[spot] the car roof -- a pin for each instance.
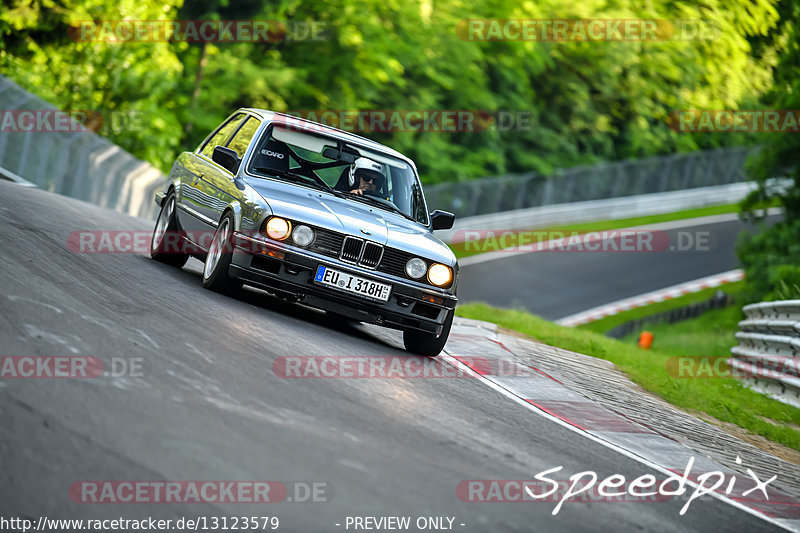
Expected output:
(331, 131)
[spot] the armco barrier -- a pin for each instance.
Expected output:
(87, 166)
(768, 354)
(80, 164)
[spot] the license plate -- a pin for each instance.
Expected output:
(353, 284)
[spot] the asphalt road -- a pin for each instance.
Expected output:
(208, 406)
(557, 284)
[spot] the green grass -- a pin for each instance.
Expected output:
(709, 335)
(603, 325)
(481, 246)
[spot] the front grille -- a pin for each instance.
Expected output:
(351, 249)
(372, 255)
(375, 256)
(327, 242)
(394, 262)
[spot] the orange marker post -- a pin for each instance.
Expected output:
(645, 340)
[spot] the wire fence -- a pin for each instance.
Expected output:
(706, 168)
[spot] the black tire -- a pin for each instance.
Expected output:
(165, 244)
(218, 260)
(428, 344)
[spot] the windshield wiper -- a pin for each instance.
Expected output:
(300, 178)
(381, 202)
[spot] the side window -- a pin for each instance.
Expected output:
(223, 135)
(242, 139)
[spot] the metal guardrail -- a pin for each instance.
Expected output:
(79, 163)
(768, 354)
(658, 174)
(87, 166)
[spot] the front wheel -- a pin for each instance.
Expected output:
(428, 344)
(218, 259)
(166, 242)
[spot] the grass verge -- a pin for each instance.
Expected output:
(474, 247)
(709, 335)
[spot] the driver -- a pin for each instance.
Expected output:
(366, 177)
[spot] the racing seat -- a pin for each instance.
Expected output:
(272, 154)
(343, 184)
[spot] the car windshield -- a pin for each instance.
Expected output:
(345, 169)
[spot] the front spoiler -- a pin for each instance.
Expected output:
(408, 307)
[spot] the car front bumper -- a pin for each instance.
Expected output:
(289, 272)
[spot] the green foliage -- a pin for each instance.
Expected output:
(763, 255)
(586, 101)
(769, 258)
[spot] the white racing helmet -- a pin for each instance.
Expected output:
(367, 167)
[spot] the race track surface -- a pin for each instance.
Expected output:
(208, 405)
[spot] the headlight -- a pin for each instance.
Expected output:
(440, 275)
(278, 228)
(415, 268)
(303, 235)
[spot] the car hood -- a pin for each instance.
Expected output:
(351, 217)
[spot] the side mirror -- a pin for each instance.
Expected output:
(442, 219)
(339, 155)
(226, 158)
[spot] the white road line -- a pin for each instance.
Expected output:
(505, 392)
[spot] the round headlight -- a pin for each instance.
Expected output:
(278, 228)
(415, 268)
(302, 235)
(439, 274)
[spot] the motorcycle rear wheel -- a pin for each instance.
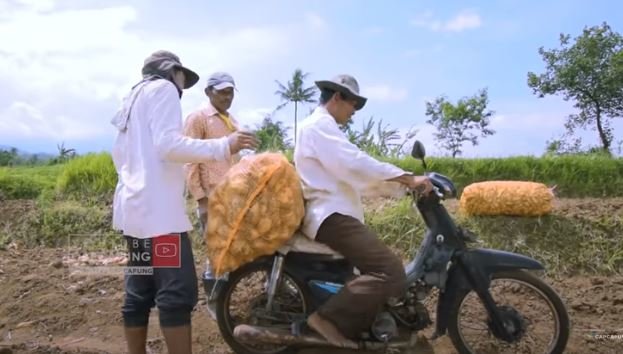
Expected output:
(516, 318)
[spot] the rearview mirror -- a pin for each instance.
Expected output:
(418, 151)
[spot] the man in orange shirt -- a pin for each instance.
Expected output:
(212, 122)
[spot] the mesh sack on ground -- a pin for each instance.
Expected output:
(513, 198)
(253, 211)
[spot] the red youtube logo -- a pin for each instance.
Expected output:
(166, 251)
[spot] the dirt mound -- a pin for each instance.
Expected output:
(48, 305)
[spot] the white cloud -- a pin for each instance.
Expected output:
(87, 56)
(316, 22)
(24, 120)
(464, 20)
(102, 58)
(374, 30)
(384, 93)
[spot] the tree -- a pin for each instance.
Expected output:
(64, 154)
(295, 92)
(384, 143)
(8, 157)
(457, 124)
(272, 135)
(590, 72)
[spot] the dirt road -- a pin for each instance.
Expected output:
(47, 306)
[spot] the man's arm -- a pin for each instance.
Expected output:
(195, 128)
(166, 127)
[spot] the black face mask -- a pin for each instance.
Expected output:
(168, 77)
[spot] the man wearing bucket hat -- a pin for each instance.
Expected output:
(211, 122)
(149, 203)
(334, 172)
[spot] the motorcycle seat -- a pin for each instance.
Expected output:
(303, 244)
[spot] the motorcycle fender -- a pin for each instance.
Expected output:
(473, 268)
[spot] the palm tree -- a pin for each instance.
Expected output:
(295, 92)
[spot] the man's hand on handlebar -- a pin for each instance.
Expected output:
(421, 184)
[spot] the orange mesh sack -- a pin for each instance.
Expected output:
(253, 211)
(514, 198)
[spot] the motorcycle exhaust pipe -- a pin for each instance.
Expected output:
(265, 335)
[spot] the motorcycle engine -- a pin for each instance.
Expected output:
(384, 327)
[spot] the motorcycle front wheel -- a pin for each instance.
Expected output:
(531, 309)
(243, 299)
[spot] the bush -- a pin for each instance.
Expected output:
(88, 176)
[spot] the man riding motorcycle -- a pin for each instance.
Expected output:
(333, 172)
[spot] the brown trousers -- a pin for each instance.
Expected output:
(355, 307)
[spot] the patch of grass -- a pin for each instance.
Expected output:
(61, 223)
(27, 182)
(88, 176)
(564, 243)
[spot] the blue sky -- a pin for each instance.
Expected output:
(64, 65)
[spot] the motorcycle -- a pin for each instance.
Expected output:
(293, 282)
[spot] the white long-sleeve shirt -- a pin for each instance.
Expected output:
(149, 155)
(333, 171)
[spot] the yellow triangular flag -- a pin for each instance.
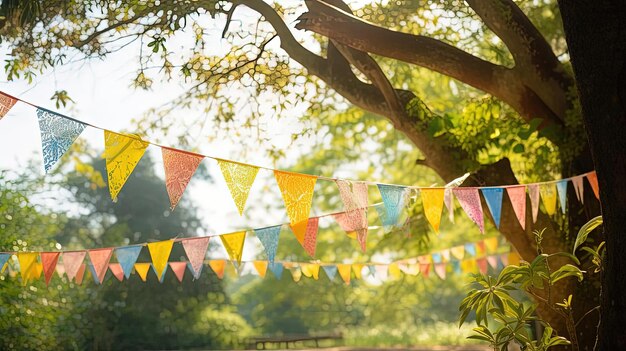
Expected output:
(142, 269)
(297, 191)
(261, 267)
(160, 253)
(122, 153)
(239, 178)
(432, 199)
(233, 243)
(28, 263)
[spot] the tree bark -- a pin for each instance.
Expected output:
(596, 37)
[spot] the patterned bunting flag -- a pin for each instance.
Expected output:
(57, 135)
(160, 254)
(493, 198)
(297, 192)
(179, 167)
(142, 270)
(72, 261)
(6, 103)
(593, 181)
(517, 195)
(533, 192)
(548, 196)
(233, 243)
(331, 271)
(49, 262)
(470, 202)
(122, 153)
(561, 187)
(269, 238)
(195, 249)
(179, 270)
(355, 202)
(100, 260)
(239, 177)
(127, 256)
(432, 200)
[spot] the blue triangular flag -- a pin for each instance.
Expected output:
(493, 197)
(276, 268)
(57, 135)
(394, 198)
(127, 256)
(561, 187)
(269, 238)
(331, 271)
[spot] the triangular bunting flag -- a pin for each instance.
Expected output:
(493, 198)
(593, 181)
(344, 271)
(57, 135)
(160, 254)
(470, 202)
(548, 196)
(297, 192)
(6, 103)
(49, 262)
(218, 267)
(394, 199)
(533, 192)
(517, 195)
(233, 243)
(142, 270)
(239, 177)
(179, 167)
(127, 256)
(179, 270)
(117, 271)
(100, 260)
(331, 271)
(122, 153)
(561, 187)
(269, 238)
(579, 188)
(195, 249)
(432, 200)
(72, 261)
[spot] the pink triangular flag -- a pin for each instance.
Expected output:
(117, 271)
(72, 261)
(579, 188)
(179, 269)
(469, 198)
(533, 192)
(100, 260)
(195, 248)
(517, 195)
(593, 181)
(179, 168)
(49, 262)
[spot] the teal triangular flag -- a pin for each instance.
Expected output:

§ **Exercise aim**: When you reach the line containing "[spot] the round" in the entries above, begin restating word for word, and stop once the line containing "[spot] the motorcycle front" has been given. Omit the pictures.

§ **Result**:
[spot] the round headlight -- a pin for each instance.
Expected output:
(278, 228)
(415, 268)
(302, 235)
(439, 274)
[spot] the motorcycle rear wheel -- a pin for each instance.
Expected output:
(516, 318)
[spot] the rearview mirror -- a pin for each instance.
Expected output:
(418, 151)
[spot] the man in orange shirt -- a pin for each instance.
Expected output:
(212, 122)
[spot] the mesh sack on ground -- a pin for each instance.
Expected output:
(513, 198)
(253, 211)
[spot] the red youtube logo -- a pin for each instance.
Expected output:
(166, 251)
[spot] the dirt mound -- a pin for each instance.
Expected output:
(48, 305)
[spot] the white cloud -- a pin for each instance.
Expected output:
(87, 56)
(316, 22)
(24, 120)
(464, 20)
(102, 58)
(374, 30)
(384, 93)
[spot] the tree -- a pin for each instance.
Expected output:
(64, 154)
(295, 92)
(384, 143)
(8, 157)
(457, 124)
(272, 135)
(590, 72)
[spot] the dirt road -- a pin for each instance.
Expected output:
(47, 306)
[spot] the man's arm -- a pin for each instance.
Expected output:
(195, 128)
(166, 127)
[spot] the black face mask -- a pin for each instance.
Expected output:
(168, 77)
[spot] the man wearing bucket hat -- a pin for each instance.
Expected output:
(211, 122)
(149, 203)
(334, 172)
[spot] the motorcycle seat -- a pin for each instance.
Expected output:
(303, 244)
[spot] the motorcycle fender -- a pin for each instance.
Expected output:
(473, 268)
[spot] the palm tree -- a pin for each instance.
Expected output:
(295, 92)
[spot] the man's hand on handlebar -- a pin for each instance.
Expected output:
(421, 184)
[spot] the orange mesh sack -- a pin for each instance.
Expected output:
(253, 211)
(514, 198)
[spot] the motorcycle exhaust pipe -- a pin for each instance.
Expected output:
(265, 335)
[spot] the motorcycle engine -- a pin for each instance.
Expected output:
(384, 327)
[spot] the motorcycle front wheel -- a pin for each instance.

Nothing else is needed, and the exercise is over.